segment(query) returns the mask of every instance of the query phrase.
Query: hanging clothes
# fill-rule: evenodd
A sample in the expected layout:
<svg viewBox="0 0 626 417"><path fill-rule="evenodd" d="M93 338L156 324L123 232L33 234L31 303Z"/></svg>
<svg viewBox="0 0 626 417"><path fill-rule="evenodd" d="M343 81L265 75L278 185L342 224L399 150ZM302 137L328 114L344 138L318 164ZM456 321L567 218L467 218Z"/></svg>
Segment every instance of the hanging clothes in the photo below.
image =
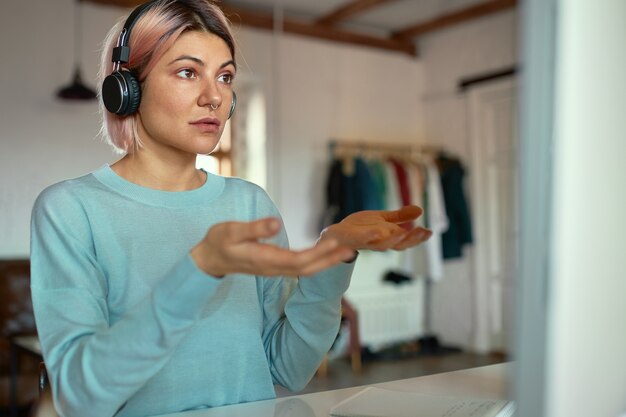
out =
<svg viewBox="0 0 626 417"><path fill-rule="evenodd" d="M442 235L443 258L460 258L463 256L463 245L473 242L472 222L463 190L465 169L458 159L445 155L439 155L436 164L450 222L448 230Z"/></svg>
<svg viewBox="0 0 626 417"><path fill-rule="evenodd" d="M367 161L367 167L369 168L372 176L372 182L374 184L374 195L377 200L377 205L380 210L386 210L386 193L387 193L387 178L384 164L378 159L370 159Z"/></svg>
<svg viewBox="0 0 626 417"><path fill-rule="evenodd" d="M408 206L409 204L411 204L411 190L409 187L409 179L406 168L404 167L404 164L402 162L394 158L389 158L389 163L391 164L391 167L393 168L393 171L395 173L395 179L398 184L401 204L402 206ZM406 230L411 230L413 229L413 222L407 222L402 224L401 226L404 227Z"/></svg>
<svg viewBox="0 0 626 417"><path fill-rule="evenodd" d="M333 160L326 181L322 228L357 211L382 209L384 201L365 161L360 157Z"/></svg>

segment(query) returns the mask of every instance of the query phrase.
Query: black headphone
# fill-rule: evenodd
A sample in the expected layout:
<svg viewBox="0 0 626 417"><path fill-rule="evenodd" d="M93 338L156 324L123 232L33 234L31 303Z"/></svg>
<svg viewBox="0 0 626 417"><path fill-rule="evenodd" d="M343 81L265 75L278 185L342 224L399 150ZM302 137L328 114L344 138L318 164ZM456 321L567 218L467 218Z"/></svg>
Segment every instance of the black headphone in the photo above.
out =
<svg viewBox="0 0 626 417"><path fill-rule="evenodd" d="M139 17L146 12L157 0L152 0L138 6L126 19L122 33L117 40L117 46L113 48L111 60L113 61L113 72L102 82L102 101L104 107L120 116L133 114L139 108L141 102L141 86L139 80L132 71L122 69L122 64L126 64L130 57L128 40L130 31L135 26ZM228 118L235 112L237 95L233 91L233 101L230 105Z"/></svg>

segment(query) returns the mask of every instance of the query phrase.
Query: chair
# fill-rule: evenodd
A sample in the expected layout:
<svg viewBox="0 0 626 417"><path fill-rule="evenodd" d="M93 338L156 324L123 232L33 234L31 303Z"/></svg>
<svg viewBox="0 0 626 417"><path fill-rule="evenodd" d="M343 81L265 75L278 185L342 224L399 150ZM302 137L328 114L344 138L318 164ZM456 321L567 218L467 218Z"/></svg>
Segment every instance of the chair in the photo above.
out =
<svg viewBox="0 0 626 417"><path fill-rule="evenodd" d="M8 386L9 394L8 398L2 396L0 408L8 407L11 416L17 416L37 398L38 362L21 355L12 341L35 334L30 261L0 260L0 385Z"/></svg>

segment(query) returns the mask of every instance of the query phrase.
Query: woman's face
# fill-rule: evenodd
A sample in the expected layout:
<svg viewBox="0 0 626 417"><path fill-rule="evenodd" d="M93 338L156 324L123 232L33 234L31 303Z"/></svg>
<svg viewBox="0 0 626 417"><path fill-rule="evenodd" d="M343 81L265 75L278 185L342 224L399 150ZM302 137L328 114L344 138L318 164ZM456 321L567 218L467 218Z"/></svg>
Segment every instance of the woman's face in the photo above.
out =
<svg viewBox="0 0 626 417"><path fill-rule="evenodd" d="M215 149L228 119L234 76L224 40L183 33L142 85L138 133L144 147L194 155Z"/></svg>

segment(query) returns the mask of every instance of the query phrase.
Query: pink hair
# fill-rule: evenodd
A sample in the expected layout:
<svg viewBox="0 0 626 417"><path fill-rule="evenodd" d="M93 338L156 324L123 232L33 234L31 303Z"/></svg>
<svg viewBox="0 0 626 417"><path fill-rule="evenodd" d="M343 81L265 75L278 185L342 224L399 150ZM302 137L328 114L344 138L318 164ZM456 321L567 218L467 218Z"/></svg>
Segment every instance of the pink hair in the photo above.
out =
<svg viewBox="0 0 626 417"><path fill-rule="evenodd" d="M102 82L113 71L111 56L125 21L126 18L119 20L104 40L98 74L98 95L102 114L102 136L117 152L132 153L141 147L141 140L137 134L137 113L130 116L110 113L104 107L101 98ZM124 68L133 71L141 85L156 62L187 30L205 31L220 36L234 58L234 41L228 20L210 0L195 2L160 0L145 11L133 26L128 42L131 53L128 63L123 65Z"/></svg>

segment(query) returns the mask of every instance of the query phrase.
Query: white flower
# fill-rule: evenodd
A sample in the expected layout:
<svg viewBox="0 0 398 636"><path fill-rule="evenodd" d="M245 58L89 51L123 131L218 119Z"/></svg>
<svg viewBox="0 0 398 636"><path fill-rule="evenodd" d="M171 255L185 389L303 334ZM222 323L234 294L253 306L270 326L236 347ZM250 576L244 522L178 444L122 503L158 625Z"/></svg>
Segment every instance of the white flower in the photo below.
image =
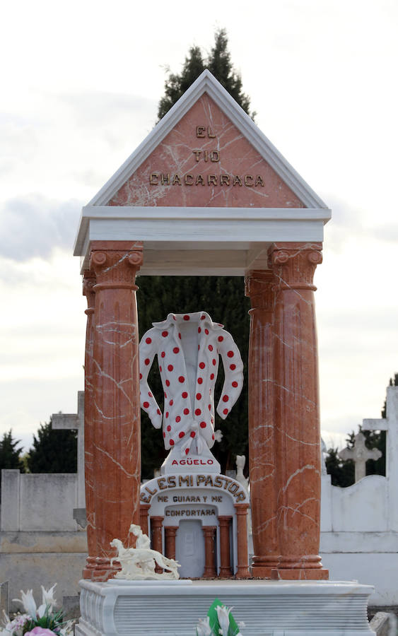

→ What needs to be done
Count the lines in the rows above that contain the word "black", with case counting, and reply with the number alone.

→ Response to this task
2